* Action item *
In full and without alteration, output each record given here.

* Data extract *

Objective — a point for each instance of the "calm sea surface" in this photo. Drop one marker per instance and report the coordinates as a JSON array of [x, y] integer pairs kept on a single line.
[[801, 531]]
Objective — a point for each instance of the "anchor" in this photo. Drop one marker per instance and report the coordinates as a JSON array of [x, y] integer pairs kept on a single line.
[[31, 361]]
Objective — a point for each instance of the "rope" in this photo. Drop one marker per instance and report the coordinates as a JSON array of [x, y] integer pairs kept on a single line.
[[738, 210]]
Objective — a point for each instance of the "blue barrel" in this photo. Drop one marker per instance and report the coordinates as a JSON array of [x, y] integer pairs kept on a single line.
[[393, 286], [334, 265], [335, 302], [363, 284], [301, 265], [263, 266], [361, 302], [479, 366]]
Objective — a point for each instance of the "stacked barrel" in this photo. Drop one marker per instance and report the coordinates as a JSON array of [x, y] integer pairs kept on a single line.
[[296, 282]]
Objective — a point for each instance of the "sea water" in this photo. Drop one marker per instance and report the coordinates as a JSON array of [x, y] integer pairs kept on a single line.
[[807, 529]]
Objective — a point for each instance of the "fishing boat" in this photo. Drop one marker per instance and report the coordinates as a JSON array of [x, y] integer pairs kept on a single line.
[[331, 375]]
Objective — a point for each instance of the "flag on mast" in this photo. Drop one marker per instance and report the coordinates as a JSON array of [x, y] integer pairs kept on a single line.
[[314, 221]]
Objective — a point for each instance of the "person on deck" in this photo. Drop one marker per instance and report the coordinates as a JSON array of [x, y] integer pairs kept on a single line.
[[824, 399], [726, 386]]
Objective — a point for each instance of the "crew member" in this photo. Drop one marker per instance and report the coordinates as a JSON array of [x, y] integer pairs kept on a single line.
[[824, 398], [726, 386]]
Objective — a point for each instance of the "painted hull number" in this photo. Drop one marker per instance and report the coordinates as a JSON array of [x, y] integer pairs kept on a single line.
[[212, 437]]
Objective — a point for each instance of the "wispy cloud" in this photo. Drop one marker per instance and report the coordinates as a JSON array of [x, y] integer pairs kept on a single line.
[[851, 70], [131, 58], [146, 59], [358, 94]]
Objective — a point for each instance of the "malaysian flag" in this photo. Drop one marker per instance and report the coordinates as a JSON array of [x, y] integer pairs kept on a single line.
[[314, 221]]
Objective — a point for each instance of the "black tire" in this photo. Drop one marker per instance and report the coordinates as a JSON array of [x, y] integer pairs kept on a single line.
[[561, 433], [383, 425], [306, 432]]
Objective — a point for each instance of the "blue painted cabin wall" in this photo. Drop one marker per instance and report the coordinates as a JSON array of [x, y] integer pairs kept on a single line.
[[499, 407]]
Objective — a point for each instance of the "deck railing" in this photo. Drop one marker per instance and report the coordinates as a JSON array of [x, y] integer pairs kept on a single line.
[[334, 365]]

* Answer space *
Objective — a point for each instance of the "calm sea surface" in this photo. Drop one marker per instance and report the coordinates as a JSON array of [x, y] integer pairs kept on a single line.
[[801, 531]]
Objective — a point for each instance of the "anchor" in this photo. Drop one marker per instance and report the coordinates as a JSON array of [x, y] integer pairs kept on a single line.
[[31, 361]]
Objective — a point for each instance of the "rope" in this photo. Drop one marker per instance and report the coordinates as a JSON array of [x, y] integer pairs kept on a single line.
[[738, 210]]
Objective — a point for each instance of the "blue barrel" in this photo. Drop one marker per instance and report the coordinates as a JSON array of [x, y] integer pairs kept on a single line.
[[393, 286], [334, 265], [335, 302], [363, 284], [301, 265], [263, 266], [361, 302], [479, 366]]
Objective — a point for each instance of the "stacked barrel" in this photo. Drop one marker per instance and report the coordinates as a JSON array of [x, y] integer pairs kept on a single line.
[[296, 282]]
Objective — a point for each instance of the "sea water" in this photo. Drop one marker per instance and report the coordinates as a JSON array of [x, y] integer pairs kept on a single line.
[[807, 529]]
Objective — a point for each instance of the "fishing boat" in this photo. Drop one marker per instance and report the coordinates as a JSON array of [x, y] integer pairs kept on a single line.
[[331, 375]]
Objective — a point for each instance of the "flag on mast" in this photo. Drop one marker per instance and report the coordinates as a JSON array of [x, y] integer pairs kept on a single line.
[[314, 221]]
Objective — a point for each instance of the "person on deck" in this photo. Drop one marker per instance and report the coordinates as a JSON array of [x, y] integer pairs kept on a single line.
[[824, 399], [726, 386]]
Objective — a point for each instance of the "crew member" in this photo. Drop one marker per instance and report the coordinates as a JSON array of [x, y] integer pairs kept on a single line.
[[824, 398], [726, 386]]
Objective — a point for each instance of the "painted hull number" in this photo. Drop one marker per instance and report the coordinates as a JSON array of [x, y] integer pairs kept on a single line.
[[212, 437]]
Objective — a point for each instance of the "wispy cloud" in this photo. Drop one marker per instance and report the coordinates as a JSON array of [x, y] integer pairs kept on a single line.
[[851, 70], [131, 58], [146, 59], [358, 94]]
Objective — a point for each instance of the "malaysian flag" in this photo. Drop one marker per instance and report the coordinates as a JSON array of [x, y] integer pairs kept on a single line.
[[314, 221]]
Objective — a point for each instance of the "black tire" in this photo. Drop one marker per instance and report the coordinates as a JSON array of [x, y] integer pairs kept on a single line.
[[561, 433], [383, 425], [306, 432]]
Objective — a point for each instance of the "blue painted cabin wall" in this photo. Drop one marker per instance and report the coordinates as a JSON array of [x, y] integer pairs kept on a single line.
[[499, 407]]
Objective — a point for each instance of the "deck railing" in this photo. Drop one marker per instance and report the coordinates as a JSON array of [x, y] integer pairs kept on a single line.
[[334, 365]]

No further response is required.